
    I tried to help various non profit orgs, but found them ALL to be some combination of inept or corrupt. So, decided to stay, learn more about everything, and form my own project.

    For a couple years I roamed around the region, living in communities of extreme poverty that I was introduced to. After covid started, I've been rooted in a couple towns here, but remain mostly a hermit while I work on building my vision for a sort of digital educational platform to help people better help themselves and each other. But I became fluent in Spanish years ago and talk to everyone - from peasant farmers, to "professionals", to wealthy people.

    6 months ago I started coaching youth soccer because the guy being paid by the town was a complete fucking loser and I couldn't bear to see the kids just following aimlessly in his footsteps. Another local guy, who I admire a lot, also started volunteering around the same time and between the two of us, the two teams reached the regional semifinals for the first time in 20+ years. The loser got fired a few months ago (though it was for family political reasons, not for being worthless for 6 years). I'm also planning to start introducing kids to computer programming, as the town got a computer lab donated recently. Waiting for internet to get installed, as I'll have to offload most of the effort to existing courses, tools etc - plus they'll need internet to install packages etc. I also help with organizing dog sterilization campaigns.

PROBLEM DETAILS -
In the text about the writer's life in the region, what did the town recently have donated? You can set the records aside; they aren't needed.

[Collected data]
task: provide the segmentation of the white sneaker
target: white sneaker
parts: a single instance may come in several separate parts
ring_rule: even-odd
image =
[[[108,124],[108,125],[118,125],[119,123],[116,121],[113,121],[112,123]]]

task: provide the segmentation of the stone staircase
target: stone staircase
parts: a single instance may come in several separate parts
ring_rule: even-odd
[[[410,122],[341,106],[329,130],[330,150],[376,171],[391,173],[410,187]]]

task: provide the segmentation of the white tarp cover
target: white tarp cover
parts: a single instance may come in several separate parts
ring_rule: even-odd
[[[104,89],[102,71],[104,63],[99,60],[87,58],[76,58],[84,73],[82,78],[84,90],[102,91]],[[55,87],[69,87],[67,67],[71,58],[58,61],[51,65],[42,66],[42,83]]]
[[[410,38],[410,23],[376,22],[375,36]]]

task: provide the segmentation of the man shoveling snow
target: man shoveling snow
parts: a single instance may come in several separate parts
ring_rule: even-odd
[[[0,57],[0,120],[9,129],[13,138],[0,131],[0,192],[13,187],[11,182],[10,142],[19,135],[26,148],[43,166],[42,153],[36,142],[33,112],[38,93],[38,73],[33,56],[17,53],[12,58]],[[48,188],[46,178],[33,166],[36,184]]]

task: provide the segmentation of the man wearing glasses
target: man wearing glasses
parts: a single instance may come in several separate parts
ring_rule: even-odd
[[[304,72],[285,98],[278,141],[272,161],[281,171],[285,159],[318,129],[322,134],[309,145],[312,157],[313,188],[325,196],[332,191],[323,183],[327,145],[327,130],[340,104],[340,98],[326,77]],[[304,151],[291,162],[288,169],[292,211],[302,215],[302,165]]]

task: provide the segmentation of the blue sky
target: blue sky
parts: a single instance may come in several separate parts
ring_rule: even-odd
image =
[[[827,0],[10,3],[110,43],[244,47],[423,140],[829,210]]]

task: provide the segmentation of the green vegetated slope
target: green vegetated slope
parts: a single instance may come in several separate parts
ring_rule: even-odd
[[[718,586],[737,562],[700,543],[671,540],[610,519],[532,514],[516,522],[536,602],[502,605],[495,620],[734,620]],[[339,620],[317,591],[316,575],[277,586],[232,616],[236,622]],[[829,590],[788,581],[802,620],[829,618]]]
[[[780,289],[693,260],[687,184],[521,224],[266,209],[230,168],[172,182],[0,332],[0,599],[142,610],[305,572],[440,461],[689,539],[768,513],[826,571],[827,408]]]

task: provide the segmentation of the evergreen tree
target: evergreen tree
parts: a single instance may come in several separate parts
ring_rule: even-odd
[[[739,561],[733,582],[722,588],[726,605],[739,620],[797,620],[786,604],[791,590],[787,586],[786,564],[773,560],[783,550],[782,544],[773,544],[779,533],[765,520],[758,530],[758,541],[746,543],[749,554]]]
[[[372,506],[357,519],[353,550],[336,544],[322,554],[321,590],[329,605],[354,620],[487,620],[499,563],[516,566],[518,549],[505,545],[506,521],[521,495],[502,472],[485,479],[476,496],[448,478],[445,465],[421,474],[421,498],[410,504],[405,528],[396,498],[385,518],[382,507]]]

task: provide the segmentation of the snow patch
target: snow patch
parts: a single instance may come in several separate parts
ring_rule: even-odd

ANSWER BOX -
A computer lab.